> [EXERCISE GOAL] Reproduce the lines below, swapping every "brick" for "stone" and changing nothing else.

[start STORED RECORDS]

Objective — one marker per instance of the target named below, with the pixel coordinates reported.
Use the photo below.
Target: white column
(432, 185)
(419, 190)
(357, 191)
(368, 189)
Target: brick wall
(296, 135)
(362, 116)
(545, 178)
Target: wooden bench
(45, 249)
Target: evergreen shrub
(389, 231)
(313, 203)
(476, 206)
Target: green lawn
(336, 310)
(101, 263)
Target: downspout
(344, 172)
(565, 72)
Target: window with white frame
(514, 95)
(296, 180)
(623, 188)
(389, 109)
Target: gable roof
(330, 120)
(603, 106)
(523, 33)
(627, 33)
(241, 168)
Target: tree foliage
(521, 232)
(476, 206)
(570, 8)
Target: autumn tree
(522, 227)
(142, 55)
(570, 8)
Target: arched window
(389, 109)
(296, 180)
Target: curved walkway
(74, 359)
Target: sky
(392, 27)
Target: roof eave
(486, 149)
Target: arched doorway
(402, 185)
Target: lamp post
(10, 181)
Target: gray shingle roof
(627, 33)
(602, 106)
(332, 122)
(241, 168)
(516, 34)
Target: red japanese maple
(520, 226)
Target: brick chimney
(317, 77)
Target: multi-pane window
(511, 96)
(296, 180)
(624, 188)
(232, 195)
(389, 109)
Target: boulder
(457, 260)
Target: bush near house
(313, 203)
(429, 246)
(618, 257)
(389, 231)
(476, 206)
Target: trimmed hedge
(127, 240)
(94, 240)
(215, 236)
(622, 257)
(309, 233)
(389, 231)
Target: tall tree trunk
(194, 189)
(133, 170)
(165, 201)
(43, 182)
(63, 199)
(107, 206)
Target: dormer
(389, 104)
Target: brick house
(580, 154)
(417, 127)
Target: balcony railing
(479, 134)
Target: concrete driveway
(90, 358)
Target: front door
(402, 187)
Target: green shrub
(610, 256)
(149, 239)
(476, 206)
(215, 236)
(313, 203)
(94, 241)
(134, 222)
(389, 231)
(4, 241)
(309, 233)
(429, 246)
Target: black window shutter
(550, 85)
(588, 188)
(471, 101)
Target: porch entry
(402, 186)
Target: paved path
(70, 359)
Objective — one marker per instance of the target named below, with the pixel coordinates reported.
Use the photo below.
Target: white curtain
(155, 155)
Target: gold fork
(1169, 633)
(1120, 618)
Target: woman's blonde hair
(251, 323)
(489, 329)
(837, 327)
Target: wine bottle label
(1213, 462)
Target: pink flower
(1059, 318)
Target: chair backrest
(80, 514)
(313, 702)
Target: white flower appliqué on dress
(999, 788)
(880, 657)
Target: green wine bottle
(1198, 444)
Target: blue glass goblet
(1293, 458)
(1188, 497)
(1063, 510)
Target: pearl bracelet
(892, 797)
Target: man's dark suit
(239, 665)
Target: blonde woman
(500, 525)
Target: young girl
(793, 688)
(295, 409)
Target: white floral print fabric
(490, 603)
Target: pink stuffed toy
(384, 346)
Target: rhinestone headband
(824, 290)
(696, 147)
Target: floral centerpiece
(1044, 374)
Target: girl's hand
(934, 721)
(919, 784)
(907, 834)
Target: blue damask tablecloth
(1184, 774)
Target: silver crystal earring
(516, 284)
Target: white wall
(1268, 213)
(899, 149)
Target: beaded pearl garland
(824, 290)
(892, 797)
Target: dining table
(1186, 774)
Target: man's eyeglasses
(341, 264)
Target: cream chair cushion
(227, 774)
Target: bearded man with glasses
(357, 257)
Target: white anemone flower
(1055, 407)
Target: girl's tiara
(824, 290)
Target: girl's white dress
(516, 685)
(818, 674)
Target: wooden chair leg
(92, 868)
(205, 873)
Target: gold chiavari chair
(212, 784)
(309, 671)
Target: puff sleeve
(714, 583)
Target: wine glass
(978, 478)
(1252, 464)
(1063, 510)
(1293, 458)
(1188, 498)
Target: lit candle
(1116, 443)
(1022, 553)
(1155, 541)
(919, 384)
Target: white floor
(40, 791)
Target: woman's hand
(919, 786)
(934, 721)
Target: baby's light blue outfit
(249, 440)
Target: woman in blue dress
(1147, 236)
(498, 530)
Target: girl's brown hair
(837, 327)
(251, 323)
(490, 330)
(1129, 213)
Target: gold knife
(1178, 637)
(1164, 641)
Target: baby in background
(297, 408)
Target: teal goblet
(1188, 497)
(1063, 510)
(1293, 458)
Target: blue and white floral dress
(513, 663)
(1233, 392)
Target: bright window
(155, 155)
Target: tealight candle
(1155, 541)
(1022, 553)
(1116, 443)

[end STORED RECORDS]

> [WRITTEN RESPONSE]
Objective — one marker per instance of the target named below, with the pixel coordinates reported.
Use the photo below.
Target: white column
(432, 185)
(419, 190)
(357, 191)
(368, 189)
Target: stone wall
(296, 135)
(362, 116)
(545, 178)
Target: wooden bench
(45, 249)
Target: evergreen shrub
(389, 231)
(313, 203)
(476, 206)
Target: green lawn
(336, 310)
(101, 263)
Target: downspout
(344, 172)
(565, 72)
Target: window with white frame
(514, 95)
(296, 180)
(623, 188)
(389, 109)
Target: gable roof
(330, 120)
(603, 106)
(523, 33)
(627, 33)
(241, 168)
Target: tree foliage
(521, 232)
(476, 206)
(570, 8)
Target: autumn tree
(522, 227)
(142, 55)
(570, 8)
Target: arched window
(389, 109)
(296, 180)
Target: curved walkway
(74, 359)
Target: sky
(392, 27)
Target: roof eave
(486, 149)
Target: arched doorway
(402, 185)
Target: lamp post
(10, 181)
Target: gray shingle roof
(627, 33)
(602, 106)
(332, 122)
(241, 168)
(516, 34)
Target: red japanese maple
(520, 226)
Target: stone chimney
(317, 77)
Target: multi-pane window
(511, 96)
(296, 180)
(624, 188)
(232, 195)
(389, 109)
Target: boulder
(457, 260)
Target: bush near house
(313, 203)
(429, 246)
(618, 257)
(389, 231)
(476, 206)
Target: trimmed hedge
(127, 240)
(94, 240)
(215, 236)
(622, 257)
(309, 233)
(389, 231)
Target: tall tree trunk
(194, 189)
(133, 170)
(165, 201)
(43, 182)
(63, 199)
(107, 206)
Target: dormer
(389, 104)
Target: stone house
(580, 154)
(417, 127)
Target: balcony railing
(479, 134)
Target: concrete driveway
(90, 358)
Target: front door
(402, 187)
Target: green shrub
(610, 256)
(149, 239)
(476, 206)
(215, 236)
(313, 203)
(94, 241)
(134, 222)
(389, 231)
(4, 241)
(309, 233)
(429, 246)
Target: black window shutter
(550, 85)
(588, 188)
(471, 101)
Target: porch entry
(402, 186)
Target: paved path
(70, 359)
Objective — one marker per instance of the target named below, with the pixel coordinates reported.
Use the photo below.
Target: white curtain
(155, 155)
Target: gold fork
(1169, 633)
(1120, 618)
Target: woman's blonde hair
(251, 323)
(489, 329)
(837, 327)
Target: wine bottle label
(1213, 462)
Target: pink flower
(1059, 318)
Target: chair backrest
(80, 514)
(313, 702)
Target: white flower appliqué on dress
(999, 788)
(880, 657)
Target: green wine bottle
(1198, 444)
Target: blue glass goblet
(1293, 458)
(1188, 497)
(1063, 510)
Target: pearl bracelet
(892, 797)
Target: man's dark suit
(239, 665)
Target: blonde woman
(500, 525)
Target: young girl
(793, 688)
(295, 409)
Target: white floral print fabric
(490, 603)
Target: pink stuffed toy
(384, 346)
Target: rhinestone headband
(824, 290)
(696, 147)
Target: floral centerpiece
(1044, 374)
Target: girl's hand
(934, 721)
(919, 784)
(907, 834)
Target: blue damask tablecloth
(1184, 774)
Target: silver crystal earring
(516, 284)
Target: white wall
(1268, 213)
(899, 149)
Target: beaded pearl garland
(824, 290)
(892, 797)
Target: dining table
(1186, 774)
Target: man's eyeglasses
(341, 264)
Target: cream chair cushion
(227, 774)
Target: bearded man with glasses
(357, 257)
Target: white anemone flower
(1055, 407)
Target: girl's tiara
(824, 290)
Target: girl's white dress
(516, 685)
(818, 674)
Target: wooden chair leg
(92, 868)
(205, 873)
Target: gold chiavari chair
(212, 784)
(309, 671)
Target: puff sleeve
(714, 583)
Target: wine glass
(978, 478)
(1252, 464)
(1063, 510)
(1293, 458)
(1188, 498)
Target: lit candle
(1116, 443)
(1022, 553)
(1155, 541)
(919, 384)
Target: white floor
(40, 791)
Target: woman's hand
(919, 786)
(934, 721)
Target: baby's light blue outfit
(249, 440)
Target: woman in blue dress
(1147, 236)
(498, 530)
Target: girl's brown hair
(837, 327)
(251, 323)
(490, 330)
(1129, 213)
Target: gold knife
(1178, 637)
(1164, 641)
Target: baby in background
(297, 408)
Target: teal goblet
(1188, 497)
(1063, 510)
(1293, 458)
Target: blue and white floral dress
(513, 663)
(1233, 392)
Target: bright window
(155, 155)
Target: tealight candle
(1155, 541)
(1022, 553)
(1116, 443)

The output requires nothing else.